• [TASK DESCRIPTION]: Reproduce verbatim the lines of the records below, from the line containing "of the mountain" through the end of the records, both ends included.

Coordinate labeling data

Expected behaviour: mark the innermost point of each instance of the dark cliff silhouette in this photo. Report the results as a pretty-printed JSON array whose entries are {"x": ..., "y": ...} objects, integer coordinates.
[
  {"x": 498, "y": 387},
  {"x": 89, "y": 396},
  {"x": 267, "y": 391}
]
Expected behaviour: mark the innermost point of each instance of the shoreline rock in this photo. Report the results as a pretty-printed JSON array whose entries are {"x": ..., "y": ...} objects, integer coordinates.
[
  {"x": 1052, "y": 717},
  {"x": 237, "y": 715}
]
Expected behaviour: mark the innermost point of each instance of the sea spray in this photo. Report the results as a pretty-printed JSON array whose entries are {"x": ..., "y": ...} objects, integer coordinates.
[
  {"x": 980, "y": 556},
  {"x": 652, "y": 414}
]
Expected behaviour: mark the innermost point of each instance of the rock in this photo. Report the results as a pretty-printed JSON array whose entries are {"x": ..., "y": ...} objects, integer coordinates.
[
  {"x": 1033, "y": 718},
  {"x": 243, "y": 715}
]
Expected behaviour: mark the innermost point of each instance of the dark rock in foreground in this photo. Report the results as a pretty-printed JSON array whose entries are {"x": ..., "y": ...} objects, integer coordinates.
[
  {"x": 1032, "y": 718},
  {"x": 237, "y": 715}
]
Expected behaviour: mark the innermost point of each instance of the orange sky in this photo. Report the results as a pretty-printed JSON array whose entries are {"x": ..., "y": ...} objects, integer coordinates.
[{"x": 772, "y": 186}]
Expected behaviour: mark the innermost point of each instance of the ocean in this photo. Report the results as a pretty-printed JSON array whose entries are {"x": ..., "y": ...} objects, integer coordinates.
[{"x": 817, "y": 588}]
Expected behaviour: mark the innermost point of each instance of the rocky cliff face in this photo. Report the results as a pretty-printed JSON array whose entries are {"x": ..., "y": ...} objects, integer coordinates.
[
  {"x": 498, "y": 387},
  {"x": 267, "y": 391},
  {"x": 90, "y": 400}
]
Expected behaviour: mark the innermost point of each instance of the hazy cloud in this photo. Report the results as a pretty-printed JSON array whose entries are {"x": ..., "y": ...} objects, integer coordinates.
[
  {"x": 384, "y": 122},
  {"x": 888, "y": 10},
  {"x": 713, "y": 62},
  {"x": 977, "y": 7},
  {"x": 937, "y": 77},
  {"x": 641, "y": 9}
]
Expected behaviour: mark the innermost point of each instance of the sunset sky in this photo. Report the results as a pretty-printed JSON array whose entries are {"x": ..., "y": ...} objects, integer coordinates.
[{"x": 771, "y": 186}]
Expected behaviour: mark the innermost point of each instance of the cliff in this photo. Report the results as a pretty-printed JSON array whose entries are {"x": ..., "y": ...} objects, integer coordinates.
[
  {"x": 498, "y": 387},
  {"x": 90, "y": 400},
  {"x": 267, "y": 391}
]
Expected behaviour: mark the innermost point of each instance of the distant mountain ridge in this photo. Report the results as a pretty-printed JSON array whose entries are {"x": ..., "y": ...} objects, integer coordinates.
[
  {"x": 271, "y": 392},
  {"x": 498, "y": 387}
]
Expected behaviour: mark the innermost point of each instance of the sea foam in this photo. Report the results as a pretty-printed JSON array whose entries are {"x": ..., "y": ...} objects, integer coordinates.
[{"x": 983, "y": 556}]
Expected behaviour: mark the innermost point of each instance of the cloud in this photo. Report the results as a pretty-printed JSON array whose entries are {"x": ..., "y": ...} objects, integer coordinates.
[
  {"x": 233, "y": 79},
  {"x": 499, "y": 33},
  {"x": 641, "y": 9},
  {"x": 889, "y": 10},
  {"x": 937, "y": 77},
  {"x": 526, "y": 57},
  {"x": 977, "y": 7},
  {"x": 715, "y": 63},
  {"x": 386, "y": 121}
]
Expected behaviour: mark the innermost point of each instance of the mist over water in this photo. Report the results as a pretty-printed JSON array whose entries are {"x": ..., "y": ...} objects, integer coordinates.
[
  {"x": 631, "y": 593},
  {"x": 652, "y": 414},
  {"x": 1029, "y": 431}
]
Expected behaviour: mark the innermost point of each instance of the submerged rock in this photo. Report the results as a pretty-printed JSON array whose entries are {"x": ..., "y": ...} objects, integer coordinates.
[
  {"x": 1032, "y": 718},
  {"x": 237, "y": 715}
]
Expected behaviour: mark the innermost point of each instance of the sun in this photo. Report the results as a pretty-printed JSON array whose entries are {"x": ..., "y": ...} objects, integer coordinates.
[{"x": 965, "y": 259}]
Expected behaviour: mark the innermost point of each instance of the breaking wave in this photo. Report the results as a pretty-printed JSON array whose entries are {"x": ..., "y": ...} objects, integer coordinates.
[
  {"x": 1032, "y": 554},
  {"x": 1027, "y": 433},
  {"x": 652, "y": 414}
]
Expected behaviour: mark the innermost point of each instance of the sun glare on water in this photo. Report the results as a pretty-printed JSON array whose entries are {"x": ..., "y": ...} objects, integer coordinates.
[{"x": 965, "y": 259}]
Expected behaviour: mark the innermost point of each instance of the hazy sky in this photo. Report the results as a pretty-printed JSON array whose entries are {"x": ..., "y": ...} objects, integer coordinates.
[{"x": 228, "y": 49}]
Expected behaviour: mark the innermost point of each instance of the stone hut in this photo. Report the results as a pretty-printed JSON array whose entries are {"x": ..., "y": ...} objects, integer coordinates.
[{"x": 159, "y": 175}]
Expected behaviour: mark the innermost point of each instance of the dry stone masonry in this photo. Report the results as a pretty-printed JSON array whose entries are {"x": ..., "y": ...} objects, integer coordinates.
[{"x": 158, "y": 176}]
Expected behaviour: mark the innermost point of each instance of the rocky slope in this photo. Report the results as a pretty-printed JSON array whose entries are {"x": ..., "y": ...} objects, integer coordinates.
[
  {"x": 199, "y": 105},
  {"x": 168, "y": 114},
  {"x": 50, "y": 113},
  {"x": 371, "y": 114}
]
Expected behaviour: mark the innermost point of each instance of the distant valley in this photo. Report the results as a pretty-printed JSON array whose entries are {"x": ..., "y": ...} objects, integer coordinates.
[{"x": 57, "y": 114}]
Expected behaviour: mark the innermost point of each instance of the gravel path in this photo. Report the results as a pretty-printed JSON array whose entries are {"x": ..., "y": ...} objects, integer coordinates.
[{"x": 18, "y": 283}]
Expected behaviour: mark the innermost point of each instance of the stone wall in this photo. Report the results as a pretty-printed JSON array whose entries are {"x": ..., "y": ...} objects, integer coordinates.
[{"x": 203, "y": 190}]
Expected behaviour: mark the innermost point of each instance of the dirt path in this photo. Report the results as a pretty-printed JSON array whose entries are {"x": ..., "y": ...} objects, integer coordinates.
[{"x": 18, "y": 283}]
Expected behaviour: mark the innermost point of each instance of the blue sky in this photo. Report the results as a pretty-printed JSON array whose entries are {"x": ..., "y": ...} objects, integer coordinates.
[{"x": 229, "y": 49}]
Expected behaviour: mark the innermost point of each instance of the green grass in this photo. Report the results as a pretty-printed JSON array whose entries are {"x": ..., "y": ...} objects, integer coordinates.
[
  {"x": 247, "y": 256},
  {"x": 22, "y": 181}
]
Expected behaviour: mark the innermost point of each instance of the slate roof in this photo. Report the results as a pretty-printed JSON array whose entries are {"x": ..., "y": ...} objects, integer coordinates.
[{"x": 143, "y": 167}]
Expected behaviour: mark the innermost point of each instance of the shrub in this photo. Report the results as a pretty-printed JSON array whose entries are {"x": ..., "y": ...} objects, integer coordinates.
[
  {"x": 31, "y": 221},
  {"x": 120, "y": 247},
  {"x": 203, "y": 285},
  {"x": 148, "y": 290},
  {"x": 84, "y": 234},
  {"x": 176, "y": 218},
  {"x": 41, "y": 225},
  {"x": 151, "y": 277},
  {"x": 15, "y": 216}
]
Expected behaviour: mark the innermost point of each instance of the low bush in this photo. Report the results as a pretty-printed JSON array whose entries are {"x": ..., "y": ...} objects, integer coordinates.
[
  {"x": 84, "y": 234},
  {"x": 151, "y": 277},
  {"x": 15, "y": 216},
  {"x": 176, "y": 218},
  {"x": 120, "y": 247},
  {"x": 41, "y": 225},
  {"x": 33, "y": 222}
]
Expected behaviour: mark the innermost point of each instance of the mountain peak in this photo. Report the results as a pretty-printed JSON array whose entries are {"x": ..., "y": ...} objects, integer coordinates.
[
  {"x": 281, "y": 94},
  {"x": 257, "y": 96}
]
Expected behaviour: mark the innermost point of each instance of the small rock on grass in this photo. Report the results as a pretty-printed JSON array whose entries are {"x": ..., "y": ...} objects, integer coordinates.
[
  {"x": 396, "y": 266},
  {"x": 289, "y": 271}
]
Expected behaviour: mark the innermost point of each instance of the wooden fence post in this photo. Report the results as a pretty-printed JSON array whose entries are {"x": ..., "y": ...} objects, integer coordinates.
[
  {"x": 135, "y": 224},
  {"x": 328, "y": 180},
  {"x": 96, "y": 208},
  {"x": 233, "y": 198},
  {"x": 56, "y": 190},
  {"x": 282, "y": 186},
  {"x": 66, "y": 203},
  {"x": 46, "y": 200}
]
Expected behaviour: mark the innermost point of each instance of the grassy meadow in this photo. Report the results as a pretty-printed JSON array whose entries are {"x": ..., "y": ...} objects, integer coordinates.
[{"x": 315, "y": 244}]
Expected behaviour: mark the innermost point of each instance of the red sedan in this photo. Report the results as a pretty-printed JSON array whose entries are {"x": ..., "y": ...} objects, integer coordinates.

• [CORRECT RESULT]:
Expected behaviour: mark the innermost point of each instance of the mountain peak in this photo. Report the results as a pretty-printed JSON array whose entries are {"x": ..., "y": ...} objects, integer coordinates.
[
  {"x": 281, "y": 94},
  {"x": 257, "y": 96}
]
Expected behaviour: mark the innermost point of each instance of the small rock on grass in this photo. Report the results as a pretty-printed JSON array whose entries are {"x": ..., "y": ...} objects, integer coordinates.
[
  {"x": 396, "y": 266},
  {"x": 289, "y": 271}
]
Expected behaviour: mark the innermost point of each instance of the wooden fence post in this photo. Report the results as a pretty-printed JSON array whose entries are {"x": ..., "y": ...} objects, integer coordinates.
[
  {"x": 135, "y": 224},
  {"x": 328, "y": 180},
  {"x": 96, "y": 208},
  {"x": 233, "y": 198},
  {"x": 56, "y": 190},
  {"x": 282, "y": 186},
  {"x": 66, "y": 203},
  {"x": 46, "y": 200}
]
Expected behaviour: mark the innermost point of each instance of the grassy meadow in this photo. Report the results as a pretty-printed JSON array whose entries are {"x": ..., "y": ...} objects, integer coordinates.
[{"x": 315, "y": 244}]
Expected behaviour: mark the innermost point of each instance of the red sedan in this photo. Report the results as a pretty-printed JSON array whose entries are {"x": ..., "y": ...} objects, integer coordinates.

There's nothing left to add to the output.